Image point annotation entries >>
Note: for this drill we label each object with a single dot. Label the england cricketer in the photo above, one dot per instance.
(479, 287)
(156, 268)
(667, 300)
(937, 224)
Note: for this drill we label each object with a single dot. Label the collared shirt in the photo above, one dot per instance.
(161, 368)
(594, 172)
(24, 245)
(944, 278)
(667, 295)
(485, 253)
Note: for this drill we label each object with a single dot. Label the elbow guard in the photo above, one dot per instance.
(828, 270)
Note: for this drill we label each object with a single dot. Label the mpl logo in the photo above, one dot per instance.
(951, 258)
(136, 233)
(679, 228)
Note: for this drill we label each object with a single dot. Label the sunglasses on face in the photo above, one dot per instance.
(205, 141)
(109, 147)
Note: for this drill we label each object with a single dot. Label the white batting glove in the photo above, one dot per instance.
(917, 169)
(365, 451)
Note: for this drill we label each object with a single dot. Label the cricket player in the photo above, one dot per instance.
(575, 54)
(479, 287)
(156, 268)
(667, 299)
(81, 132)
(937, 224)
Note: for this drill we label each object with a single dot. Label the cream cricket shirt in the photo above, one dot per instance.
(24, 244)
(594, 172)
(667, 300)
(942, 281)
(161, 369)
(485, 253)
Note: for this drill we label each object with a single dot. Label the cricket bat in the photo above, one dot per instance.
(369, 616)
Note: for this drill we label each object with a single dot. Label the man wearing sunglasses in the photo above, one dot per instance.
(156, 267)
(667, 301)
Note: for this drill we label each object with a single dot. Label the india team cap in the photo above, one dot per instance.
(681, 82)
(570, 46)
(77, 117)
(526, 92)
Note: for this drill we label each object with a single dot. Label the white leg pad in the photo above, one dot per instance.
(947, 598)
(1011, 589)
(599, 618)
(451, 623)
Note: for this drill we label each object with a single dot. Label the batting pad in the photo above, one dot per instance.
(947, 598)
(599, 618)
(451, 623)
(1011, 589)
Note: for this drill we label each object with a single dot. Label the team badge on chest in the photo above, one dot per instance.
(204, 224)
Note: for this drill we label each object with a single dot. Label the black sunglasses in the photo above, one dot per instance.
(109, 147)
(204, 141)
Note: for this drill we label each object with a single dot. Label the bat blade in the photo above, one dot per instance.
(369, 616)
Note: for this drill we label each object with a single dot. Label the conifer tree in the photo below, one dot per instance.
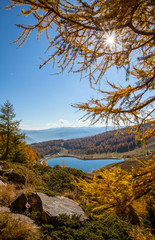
(11, 136)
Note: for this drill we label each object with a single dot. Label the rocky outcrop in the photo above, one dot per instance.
(19, 204)
(16, 216)
(2, 183)
(51, 207)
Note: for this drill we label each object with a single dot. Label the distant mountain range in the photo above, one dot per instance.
(65, 133)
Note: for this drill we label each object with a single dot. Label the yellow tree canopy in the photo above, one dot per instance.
(115, 189)
(93, 36)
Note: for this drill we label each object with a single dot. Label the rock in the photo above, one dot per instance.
(52, 207)
(19, 204)
(1, 172)
(15, 178)
(2, 183)
(4, 209)
(16, 216)
(22, 218)
(3, 179)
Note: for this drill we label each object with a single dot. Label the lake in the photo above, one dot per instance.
(84, 165)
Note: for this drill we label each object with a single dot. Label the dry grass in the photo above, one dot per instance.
(12, 229)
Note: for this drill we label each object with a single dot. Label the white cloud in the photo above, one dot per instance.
(76, 123)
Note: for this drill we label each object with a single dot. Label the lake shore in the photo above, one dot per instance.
(82, 157)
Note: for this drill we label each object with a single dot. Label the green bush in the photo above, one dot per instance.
(108, 228)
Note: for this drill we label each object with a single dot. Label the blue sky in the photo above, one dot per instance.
(40, 100)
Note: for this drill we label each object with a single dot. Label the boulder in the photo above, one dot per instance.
(51, 207)
(2, 183)
(15, 178)
(19, 204)
(16, 216)
(3, 179)
(4, 209)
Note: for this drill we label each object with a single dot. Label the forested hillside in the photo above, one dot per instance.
(111, 141)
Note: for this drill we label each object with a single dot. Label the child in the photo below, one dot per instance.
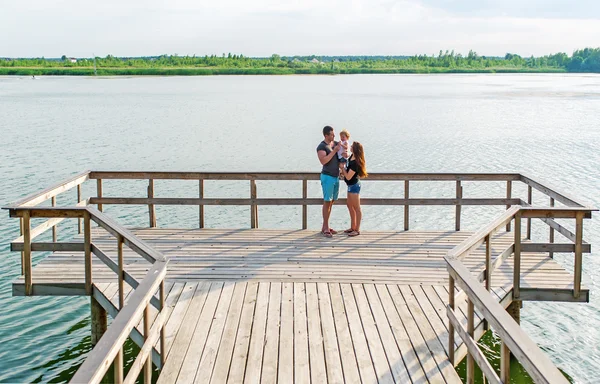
(344, 152)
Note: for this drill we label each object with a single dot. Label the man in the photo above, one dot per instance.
(327, 153)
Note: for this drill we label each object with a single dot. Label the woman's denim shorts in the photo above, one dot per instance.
(354, 188)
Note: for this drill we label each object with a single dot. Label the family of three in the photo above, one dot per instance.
(341, 160)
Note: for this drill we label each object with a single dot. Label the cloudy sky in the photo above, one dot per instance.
(299, 27)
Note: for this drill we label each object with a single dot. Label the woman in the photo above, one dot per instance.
(354, 170)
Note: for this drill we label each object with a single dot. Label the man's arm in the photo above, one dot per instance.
(324, 158)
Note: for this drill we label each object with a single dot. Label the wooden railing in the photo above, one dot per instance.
(110, 346)
(254, 201)
(478, 296)
(109, 349)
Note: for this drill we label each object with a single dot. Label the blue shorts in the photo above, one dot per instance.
(355, 188)
(331, 187)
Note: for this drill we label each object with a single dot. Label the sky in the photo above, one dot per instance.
(260, 28)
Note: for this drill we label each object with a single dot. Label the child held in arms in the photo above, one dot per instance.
(344, 151)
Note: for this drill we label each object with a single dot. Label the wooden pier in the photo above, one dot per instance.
(288, 305)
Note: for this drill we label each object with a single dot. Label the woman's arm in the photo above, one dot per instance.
(347, 174)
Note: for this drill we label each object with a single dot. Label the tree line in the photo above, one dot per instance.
(584, 60)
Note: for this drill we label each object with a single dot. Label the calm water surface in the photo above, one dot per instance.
(52, 127)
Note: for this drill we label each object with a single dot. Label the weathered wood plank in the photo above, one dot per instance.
(207, 361)
(301, 352)
(225, 352)
(270, 361)
(242, 343)
(285, 364)
(330, 342)
(347, 351)
(201, 327)
(361, 347)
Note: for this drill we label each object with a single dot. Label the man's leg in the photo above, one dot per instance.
(326, 213)
(327, 186)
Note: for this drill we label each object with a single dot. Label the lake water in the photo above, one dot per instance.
(52, 127)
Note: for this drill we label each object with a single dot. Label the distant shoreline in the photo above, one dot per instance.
(57, 71)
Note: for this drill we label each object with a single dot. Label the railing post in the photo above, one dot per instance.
(27, 252)
(78, 201)
(22, 254)
(488, 270)
(304, 206)
(148, 364)
(406, 206)
(530, 202)
(54, 227)
(551, 254)
(163, 341)
(151, 211)
(99, 192)
(121, 274)
(508, 196)
(517, 258)
(98, 320)
(253, 218)
(118, 365)
(201, 207)
(87, 234)
(504, 363)
(578, 253)
(471, 332)
(450, 325)
(458, 204)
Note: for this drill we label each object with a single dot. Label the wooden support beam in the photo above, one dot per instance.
(406, 207)
(163, 340)
(451, 297)
(99, 192)
(87, 235)
(551, 236)
(121, 272)
(78, 201)
(517, 257)
(148, 365)
(118, 366)
(504, 363)
(578, 254)
(530, 202)
(508, 197)
(151, 211)
(253, 221)
(458, 206)
(54, 227)
(99, 320)
(304, 206)
(201, 206)
(471, 332)
(27, 252)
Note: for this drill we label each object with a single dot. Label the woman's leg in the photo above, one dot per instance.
(351, 210)
(357, 213)
(354, 202)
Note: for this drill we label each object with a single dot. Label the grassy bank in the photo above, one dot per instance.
(89, 71)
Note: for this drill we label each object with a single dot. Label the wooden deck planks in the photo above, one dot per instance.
(291, 306)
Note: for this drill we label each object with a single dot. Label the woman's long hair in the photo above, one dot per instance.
(359, 156)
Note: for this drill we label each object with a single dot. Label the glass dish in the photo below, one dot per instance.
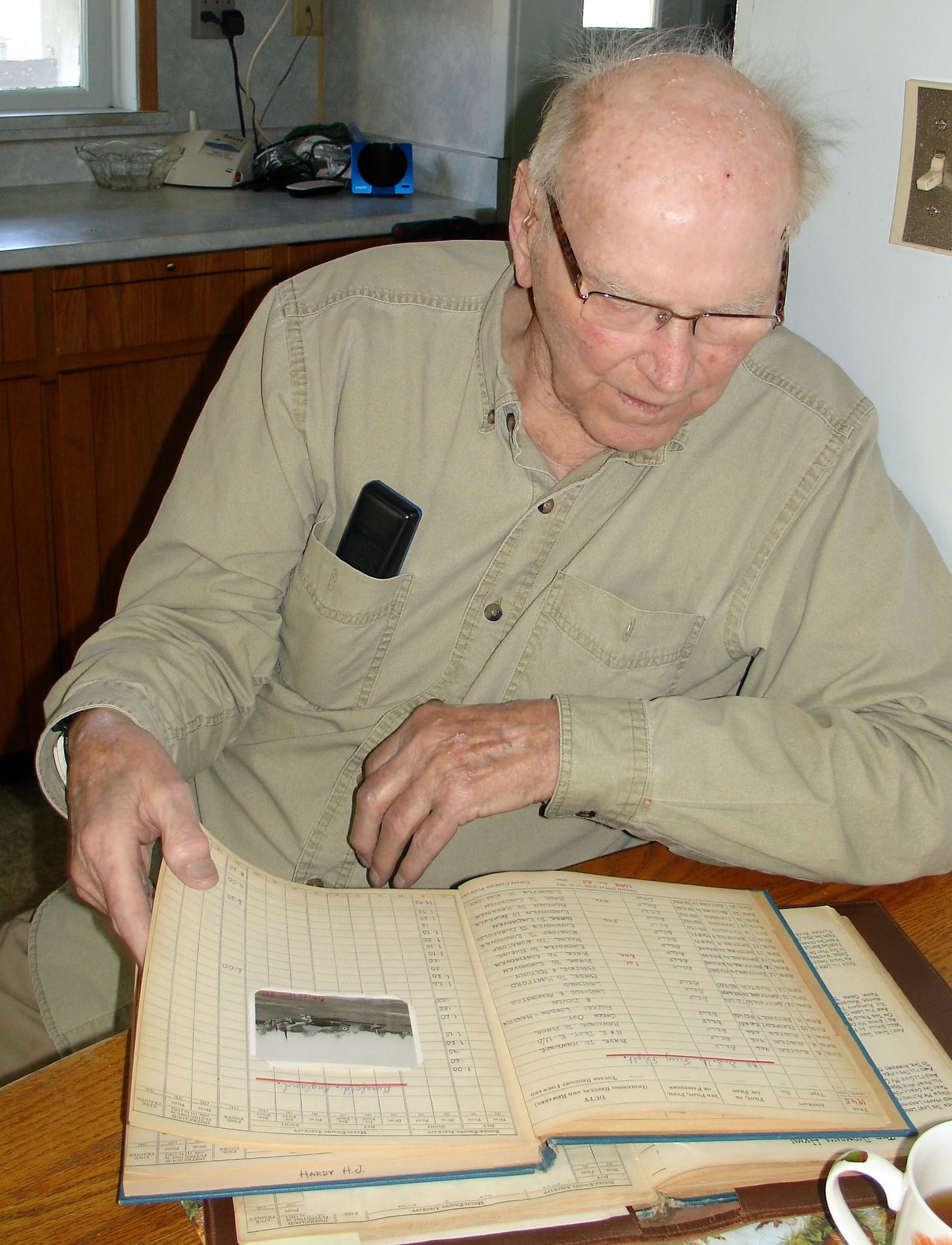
(129, 163)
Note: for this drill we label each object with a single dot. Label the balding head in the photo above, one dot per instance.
(682, 117)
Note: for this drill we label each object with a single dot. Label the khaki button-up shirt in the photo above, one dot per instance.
(747, 631)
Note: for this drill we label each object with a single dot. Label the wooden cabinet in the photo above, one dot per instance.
(104, 372)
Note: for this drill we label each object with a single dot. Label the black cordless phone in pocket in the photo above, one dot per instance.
(379, 531)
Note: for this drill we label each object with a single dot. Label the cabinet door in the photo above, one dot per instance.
(28, 611)
(138, 349)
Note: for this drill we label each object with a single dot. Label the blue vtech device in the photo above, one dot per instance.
(381, 168)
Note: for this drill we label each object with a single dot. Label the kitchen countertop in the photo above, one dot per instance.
(81, 223)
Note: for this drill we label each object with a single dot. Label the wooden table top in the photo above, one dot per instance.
(61, 1128)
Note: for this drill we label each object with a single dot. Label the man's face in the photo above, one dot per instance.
(635, 391)
(677, 196)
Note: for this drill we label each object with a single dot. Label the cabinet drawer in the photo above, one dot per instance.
(18, 319)
(177, 306)
(161, 269)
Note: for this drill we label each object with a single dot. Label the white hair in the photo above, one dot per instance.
(579, 86)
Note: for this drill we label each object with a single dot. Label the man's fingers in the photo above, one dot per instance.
(402, 820)
(430, 839)
(185, 851)
(127, 899)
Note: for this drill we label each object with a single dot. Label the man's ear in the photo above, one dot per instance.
(522, 220)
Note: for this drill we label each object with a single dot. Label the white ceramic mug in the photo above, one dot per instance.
(929, 1172)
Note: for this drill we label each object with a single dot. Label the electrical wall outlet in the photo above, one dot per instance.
(923, 214)
(208, 29)
(306, 17)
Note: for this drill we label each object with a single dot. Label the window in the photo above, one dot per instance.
(68, 55)
(631, 14)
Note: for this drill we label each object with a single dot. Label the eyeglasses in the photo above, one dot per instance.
(630, 315)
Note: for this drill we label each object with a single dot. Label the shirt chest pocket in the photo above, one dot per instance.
(337, 625)
(588, 641)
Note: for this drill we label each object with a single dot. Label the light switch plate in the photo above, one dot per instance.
(306, 17)
(924, 218)
(208, 29)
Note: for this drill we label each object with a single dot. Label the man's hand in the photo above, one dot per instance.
(123, 792)
(446, 766)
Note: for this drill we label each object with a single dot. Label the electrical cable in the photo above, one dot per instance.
(232, 23)
(298, 53)
(256, 125)
(238, 84)
(320, 75)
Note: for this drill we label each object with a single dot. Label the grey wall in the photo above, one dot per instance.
(883, 312)
(445, 75)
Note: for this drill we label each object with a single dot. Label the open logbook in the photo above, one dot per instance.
(335, 1036)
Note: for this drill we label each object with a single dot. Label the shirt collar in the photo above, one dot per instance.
(500, 401)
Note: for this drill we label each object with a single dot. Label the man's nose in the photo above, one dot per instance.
(665, 357)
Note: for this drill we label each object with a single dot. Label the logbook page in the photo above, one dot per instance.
(644, 1009)
(196, 1069)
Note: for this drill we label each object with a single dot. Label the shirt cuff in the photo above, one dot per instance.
(51, 760)
(604, 761)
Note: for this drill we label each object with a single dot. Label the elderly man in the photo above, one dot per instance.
(661, 589)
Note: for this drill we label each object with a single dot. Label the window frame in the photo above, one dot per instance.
(123, 68)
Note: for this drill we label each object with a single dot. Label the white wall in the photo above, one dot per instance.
(883, 312)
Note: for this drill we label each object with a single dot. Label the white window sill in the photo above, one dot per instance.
(28, 126)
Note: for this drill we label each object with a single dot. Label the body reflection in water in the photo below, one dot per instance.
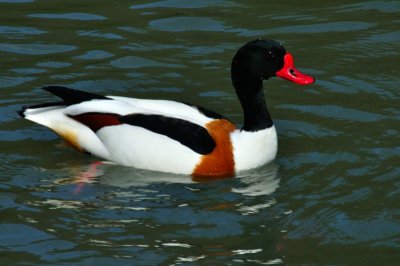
(261, 181)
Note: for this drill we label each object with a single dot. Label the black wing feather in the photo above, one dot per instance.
(71, 96)
(189, 134)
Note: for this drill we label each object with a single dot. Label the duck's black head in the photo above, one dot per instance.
(254, 62)
(262, 59)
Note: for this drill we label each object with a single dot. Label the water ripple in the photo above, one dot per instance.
(35, 49)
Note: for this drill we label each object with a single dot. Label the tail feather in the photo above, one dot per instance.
(71, 96)
(68, 96)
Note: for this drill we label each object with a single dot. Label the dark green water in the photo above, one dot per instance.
(329, 197)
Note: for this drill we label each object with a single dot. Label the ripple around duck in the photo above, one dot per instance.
(179, 24)
(35, 49)
(337, 112)
(140, 62)
(70, 16)
(16, 1)
(343, 26)
(9, 30)
(95, 55)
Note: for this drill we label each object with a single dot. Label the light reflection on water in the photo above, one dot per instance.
(333, 189)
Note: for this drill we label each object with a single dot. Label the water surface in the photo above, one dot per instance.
(329, 197)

TASK DESCRIPTION >>
Print exactly the lines above, starting at the line that contains "Label the tail" and ending with the last line of the records, both included.

WORKED ANSWER >>
Note: for this drill we label each object with a single dot. Label the tail feather in the photo above, one dot per instance.
(71, 96)
(68, 96)
Note: for this drill we label each object with a single dot. Label the dark green water in the photo above, one dot per instance.
(329, 197)
Note: for this drill we label each object with a single dot. Label the ripple around duck in the photo above, one dot per instance.
(179, 24)
(35, 49)
(337, 112)
(140, 62)
(70, 16)
(16, 1)
(343, 26)
(9, 30)
(95, 55)
Note: for this drill we label each object with a single dot. Label the light reflection on water in the photo above, one dot per instance.
(333, 189)
Note: for this drill we label each object with a single dot. Label the water surface in the photo above, one dot per instance.
(329, 197)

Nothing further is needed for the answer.